--- What is being asked ---
Note how many lines in the entries below contain the string "pixel", and answer with that number and no other text.

--- Material for the task ---
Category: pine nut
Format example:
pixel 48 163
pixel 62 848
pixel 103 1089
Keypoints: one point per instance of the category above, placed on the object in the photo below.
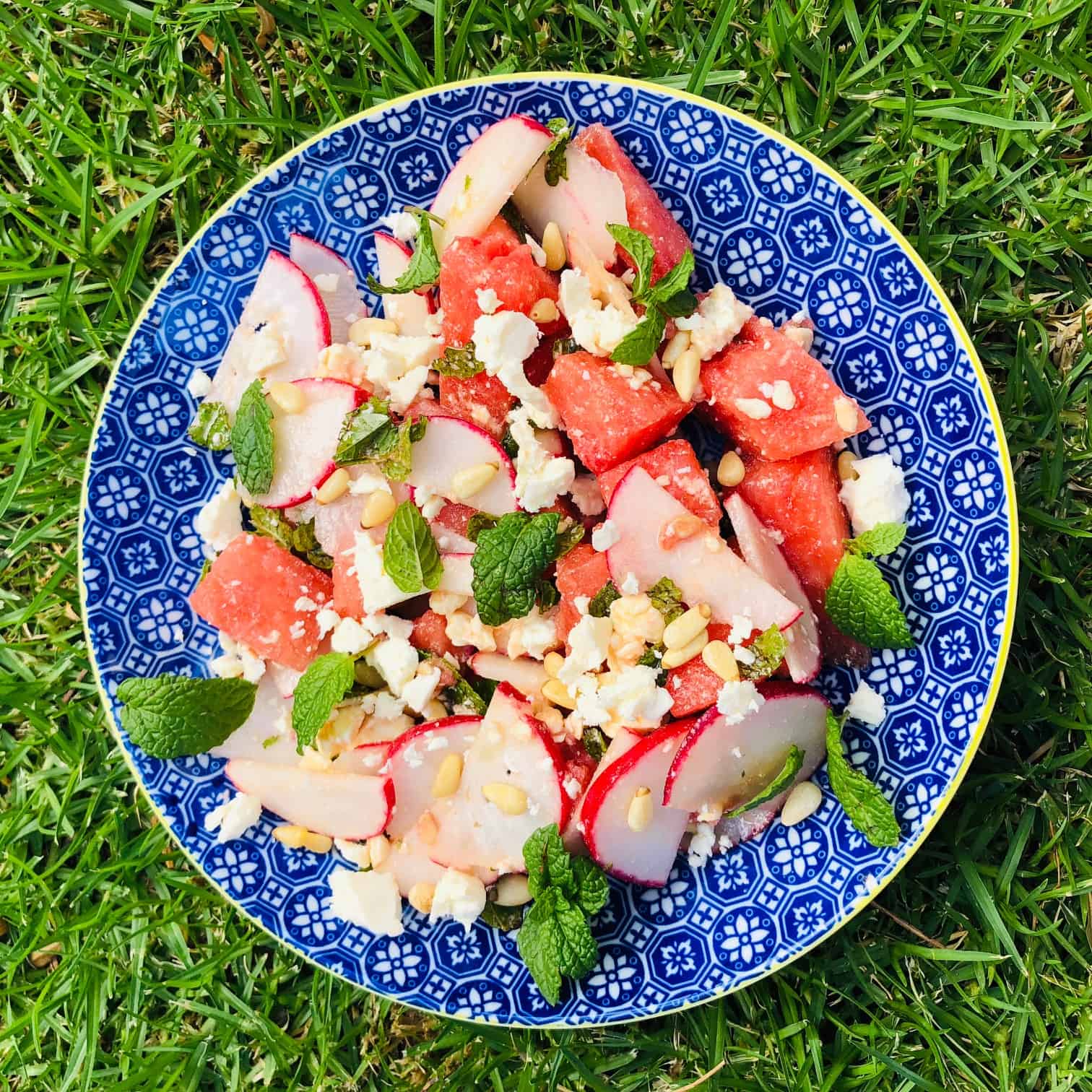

--- Response ---
3